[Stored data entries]
*** Block opens ***
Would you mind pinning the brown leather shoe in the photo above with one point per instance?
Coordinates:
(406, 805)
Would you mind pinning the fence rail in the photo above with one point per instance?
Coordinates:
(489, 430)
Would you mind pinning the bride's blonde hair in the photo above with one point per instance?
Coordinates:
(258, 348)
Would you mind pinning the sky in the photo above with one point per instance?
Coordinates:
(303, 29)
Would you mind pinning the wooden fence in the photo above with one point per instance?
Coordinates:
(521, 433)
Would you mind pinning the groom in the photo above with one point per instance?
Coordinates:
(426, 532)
*** Block closes ***
*** Block opens ***
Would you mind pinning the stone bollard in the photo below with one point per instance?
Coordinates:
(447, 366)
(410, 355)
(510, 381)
*** Block closes ***
ABOUT THIS EXERCISE:
Whenever a line of the data above includes the word "Would", copy that line.

EXPECTED ANSWER:
Would you mind pinning the brown leather shoe in the photo above with one point per instance?
Would you mind pinning the fence rail in the photo above with one point per instance?
Would you mind pinning the bride's blonde hair in the photo above with one point per instance?
Would you mind pinning the sky in the photo above with one point per instance?
Would you mind pinning the wooden fence in the photo above with one point per instance?
Would you mind pinning the groom in the photo above with one point per instance?
Would you mind pinning the stone bollard in the photo below with one point per instance?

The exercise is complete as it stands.